The problem -
Identify each line in the data below that contains the word "night" and copy those lines in full.

_ _ _ _

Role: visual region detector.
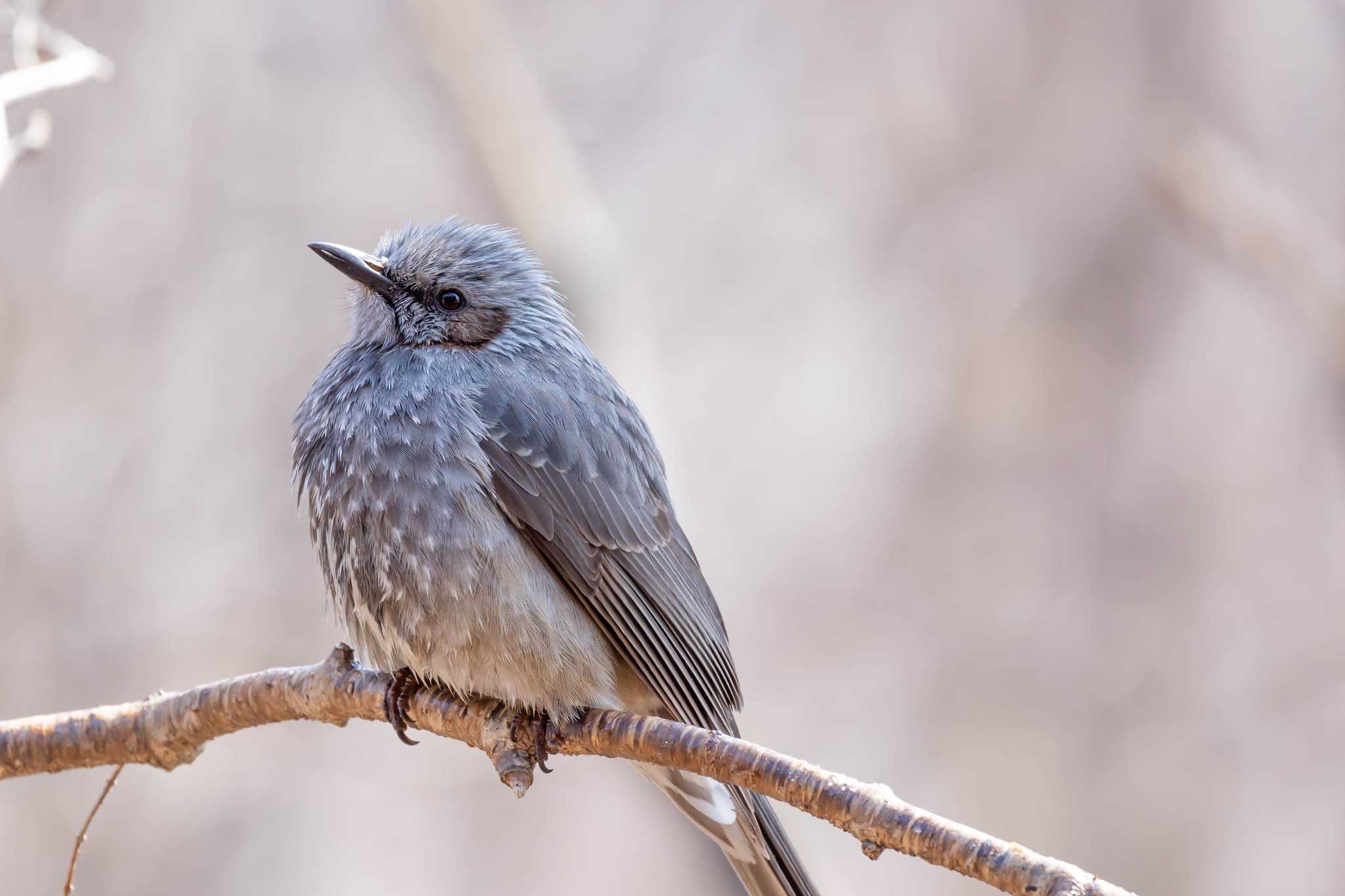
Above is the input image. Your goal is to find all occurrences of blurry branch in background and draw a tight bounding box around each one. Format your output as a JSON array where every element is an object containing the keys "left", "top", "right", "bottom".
[
  {"left": 410, "top": 0, "right": 661, "bottom": 406},
  {"left": 1147, "top": 127, "right": 1345, "bottom": 375},
  {"left": 0, "top": 0, "right": 113, "bottom": 181},
  {"left": 0, "top": 645, "right": 1130, "bottom": 896}
]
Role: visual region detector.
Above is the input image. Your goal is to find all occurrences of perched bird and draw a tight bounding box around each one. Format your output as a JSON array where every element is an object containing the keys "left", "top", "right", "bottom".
[{"left": 295, "top": 219, "right": 816, "bottom": 896}]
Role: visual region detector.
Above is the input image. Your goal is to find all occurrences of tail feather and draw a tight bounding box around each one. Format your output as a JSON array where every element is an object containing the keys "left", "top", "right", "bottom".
[{"left": 635, "top": 763, "right": 818, "bottom": 896}]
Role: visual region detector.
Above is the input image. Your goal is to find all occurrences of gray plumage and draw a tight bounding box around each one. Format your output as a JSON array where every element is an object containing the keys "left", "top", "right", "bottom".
[{"left": 295, "top": 221, "right": 815, "bottom": 896}]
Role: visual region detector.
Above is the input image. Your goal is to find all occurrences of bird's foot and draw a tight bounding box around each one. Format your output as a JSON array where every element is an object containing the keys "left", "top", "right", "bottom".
[
  {"left": 511, "top": 710, "right": 552, "bottom": 775},
  {"left": 384, "top": 666, "right": 420, "bottom": 747}
]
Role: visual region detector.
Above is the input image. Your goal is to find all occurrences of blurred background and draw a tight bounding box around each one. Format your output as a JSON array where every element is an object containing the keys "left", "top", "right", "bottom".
[{"left": 0, "top": 0, "right": 1345, "bottom": 896}]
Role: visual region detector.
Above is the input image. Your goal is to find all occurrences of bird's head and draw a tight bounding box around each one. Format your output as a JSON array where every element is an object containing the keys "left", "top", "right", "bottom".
[{"left": 308, "top": 218, "right": 574, "bottom": 349}]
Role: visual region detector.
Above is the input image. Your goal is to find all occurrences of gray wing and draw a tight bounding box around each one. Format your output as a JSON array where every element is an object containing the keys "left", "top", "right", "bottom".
[{"left": 480, "top": 375, "right": 742, "bottom": 733}]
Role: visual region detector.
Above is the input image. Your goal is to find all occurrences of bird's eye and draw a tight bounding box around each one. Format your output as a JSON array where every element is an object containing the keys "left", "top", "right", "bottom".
[{"left": 436, "top": 289, "right": 467, "bottom": 312}]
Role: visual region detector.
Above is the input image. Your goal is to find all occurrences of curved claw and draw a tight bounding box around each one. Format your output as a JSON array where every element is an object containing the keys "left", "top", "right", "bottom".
[
  {"left": 533, "top": 710, "right": 552, "bottom": 775},
  {"left": 384, "top": 666, "right": 420, "bottom": 747}
]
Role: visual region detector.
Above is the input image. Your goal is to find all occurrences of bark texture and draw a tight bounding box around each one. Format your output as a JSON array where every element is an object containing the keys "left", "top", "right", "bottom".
[{"left": 0, "top": 645, "right": 1130, "bottom": 896}]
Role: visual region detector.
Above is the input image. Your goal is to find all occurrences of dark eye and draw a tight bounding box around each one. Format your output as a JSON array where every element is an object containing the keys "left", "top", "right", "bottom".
[{"left": 435, "top": 289, "right": 467, "bottom": 312}]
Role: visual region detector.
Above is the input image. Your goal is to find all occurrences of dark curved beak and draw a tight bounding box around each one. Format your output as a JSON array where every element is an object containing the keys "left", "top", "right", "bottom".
[{"left": 308, "top": 243, "right": 397, "bottom": 301}]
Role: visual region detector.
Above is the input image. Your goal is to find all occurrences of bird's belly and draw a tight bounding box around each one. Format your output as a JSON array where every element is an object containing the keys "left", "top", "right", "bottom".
[{"left": 331, "top": 493, "right": 616, "bottom": 716}]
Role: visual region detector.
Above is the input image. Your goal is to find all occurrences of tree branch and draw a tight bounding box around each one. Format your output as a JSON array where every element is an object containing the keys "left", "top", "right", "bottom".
[{"left": 0, "top": 645, "right": 1132, "bottom": 896}]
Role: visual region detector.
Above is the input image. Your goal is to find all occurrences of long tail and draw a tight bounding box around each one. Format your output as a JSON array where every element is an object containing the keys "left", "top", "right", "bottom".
[{"left": 635, "top": 763, "right": 818, "bottom": 896}]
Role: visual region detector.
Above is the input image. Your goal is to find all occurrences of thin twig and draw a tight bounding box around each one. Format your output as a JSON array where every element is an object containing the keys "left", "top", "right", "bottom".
[
  {"left": 0, "top": 645, "right": 1128, "bottom": 896},
  {"left": 62, "top": 763, "right": 127, "bottom": 896}
]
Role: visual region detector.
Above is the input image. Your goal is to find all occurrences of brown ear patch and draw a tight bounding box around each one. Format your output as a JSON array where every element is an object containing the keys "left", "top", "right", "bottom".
[{"left": 444, "top": 305, "right": 510, "bottom": 348}]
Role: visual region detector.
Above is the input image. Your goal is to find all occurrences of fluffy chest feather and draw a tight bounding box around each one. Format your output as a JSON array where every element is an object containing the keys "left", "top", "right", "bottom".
[{"left": 295, "top": 349, "right": 612, "bottom": 712}]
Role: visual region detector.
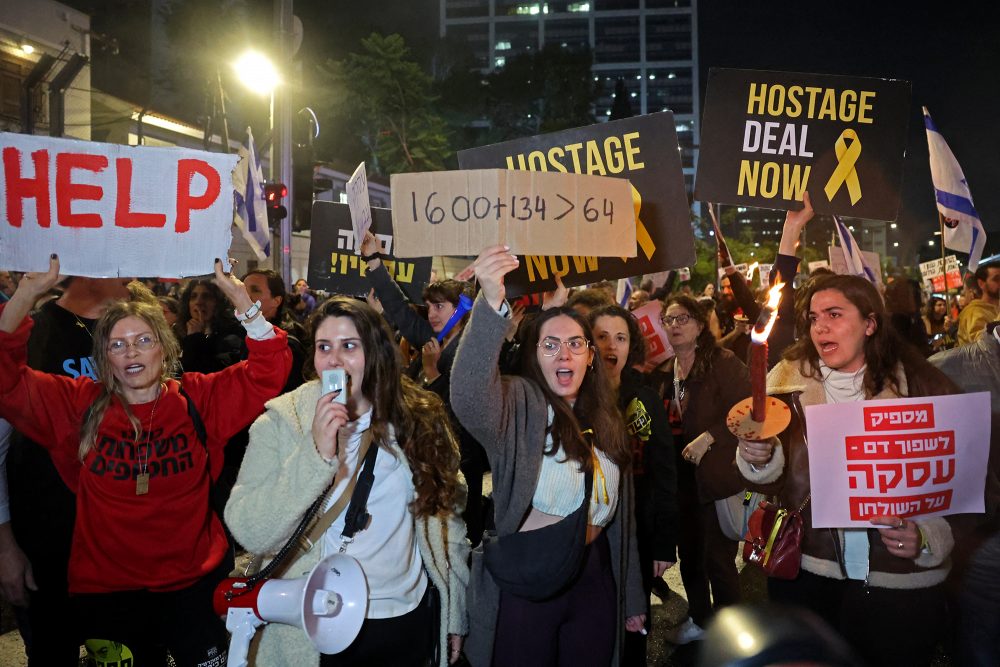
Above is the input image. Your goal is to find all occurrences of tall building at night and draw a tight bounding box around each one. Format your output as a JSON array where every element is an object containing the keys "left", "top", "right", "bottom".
[{"left": 440, "top": 0, "right": 701, "bottom": 192}]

_ _ _ _

Exercise solution -
Above is the input image. Your goal is to find all occurrences of tall building at night and draw a tight bounding box around each one. Format your output as a JSON array where every element is an object containing the keys "left", "top", "right", "bottom".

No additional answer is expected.